• **Jobs**
A. Translate into Spanish this sentence from the meat smoking blog post: "It took a week to cut and weld all the pieces in my garage."
B. Continue the meat smoking blog post from its last sentence.

• **Passage to read**
:::::
DIY Meat Smoking Pt. 2 — Q&A with Dave Blaikie

May 29th, 2012

Dave Blaikie is a meat smoking master...

Q & A with Dave Blaikie
(If you haven’t read the first part of this blog series you can at DIY Meat Smoking Pt. 1)

Me: When did you build your smoker?

Dave: In 2009.

Me: How did you make it?

Dave: I made it out of a 55-gallon drum that used to be filled with vegetable oil. A man was selling them in his front yard and I had to get one. It was 15 bucks and I wedged it into the back seat of a Mazda Protege. Sheet metal that I found in a scrap pile and angle steel lengths make up the smoker box and stand. It took a week to cut and weld all the pieces in my garage. The design is based on a smoker my friend had.

Me: What are your favorite things to smoke?

Dave: Anything pork. Baby back ribs are my faves followed by the pork butt, and country-style ribs.

Me: Any advice for someone who’s never smoked meat before and is about to try?

Dave: Ask questions. For starters, get a good book because you have a lot to learn and you’re going to be sitting for a while. Don’t use lighter fluid, unless you like that taste in your food. Use a mixture of woods. I use oak or mesquite as a fuel wood and add any fruit wood that I can get my hands on. You can use all fruit wood if you want for both fuel and flavor as well. Apple wood is my favorite and if you can get your hands on some, do it.

Get the temperature in the smoker up to where you want it. You want to have a good fire going but want the smoke to be as light as you can get it. Don’t worry it’ll have a smoky flavoring without too much smoke. That’s about it. Every smoker is different and it takes time to understand the in’s and out’s of each one. Oh yeah, don’t rush it. This is all about kicking back with your friends, drinking and salivating over an aroma that can only be made from smoking meat.

Check out DIY Meat Smoking Pt. 1

Dave and Tyler doing what smoking meat requires -- a lot of waiting...

Blaikie with friends with a rib in his hands. Eating smoked meat from the smoker that he built of course...

After learning from the master Tyler tried his hand at some smoked pork butt. It turned out really good.

Juicy and perfectly smoked pork butt.

DIY Meat Smoking Pt. 1

May 21st, 2012

Our friend Dave Blaikie built this smoker and we're storing it for him in our backyard. We are lucky.

Our friend Dave built the above barrel smoker a few years ago and we’ve gotten to eat all sorts of delicious things smoked in it. A little less than a year ago Dave needed someplace to store it and we’ve had it at our house ever since.
:::::
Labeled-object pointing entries
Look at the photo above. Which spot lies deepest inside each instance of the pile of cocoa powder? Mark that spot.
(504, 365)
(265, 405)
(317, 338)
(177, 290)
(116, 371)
:::::
• **Answers provided**
A. Me llevó una semana cortar y soldar todas las piezas en mi garaje.

B.
Late April Dave and his fiance Rachel came over and we celebrated their engagement by smoking an insane amount of meat for four people while splitting wood from our old apple tree that we cut down this winter. It was a really old tree — one arborist thought it was nearly as old as our 100+ year old house — and hollowed out as you’ll see in the photos. Although the wood is still drying it was the perfect combo because apple wood which is ideal for smoking meat.

That day with Dave and Rachel we smoked a five pound brisket, three pound pork butt, and a rack of pork and beef ribs. Don’t worry — in the end, we invited some other friends over to help us eat it all.

The Basics

We mortar and pestled herbs and spices and then dry-rubbed all of the meat with various combinations, adding brown sugar to some of the rubs and leaving it off of others. We got the smoker up to temperature (Dave says the sweet spot temperature-wise is 220-230) with mesquite, dried some apple wood while doing that, and then put all the meat into the smoker at 3:30pm to cook until about 8pm — 4.5 hours.

The hottest spot on the racks is of course right by the smoke chute. We put our meat in when it got to 200. Then as the meat smoked we occasionally rotated things and cracked the door if it got too hot — we tried to keep it between 220-230 — and added wood if the fire got low.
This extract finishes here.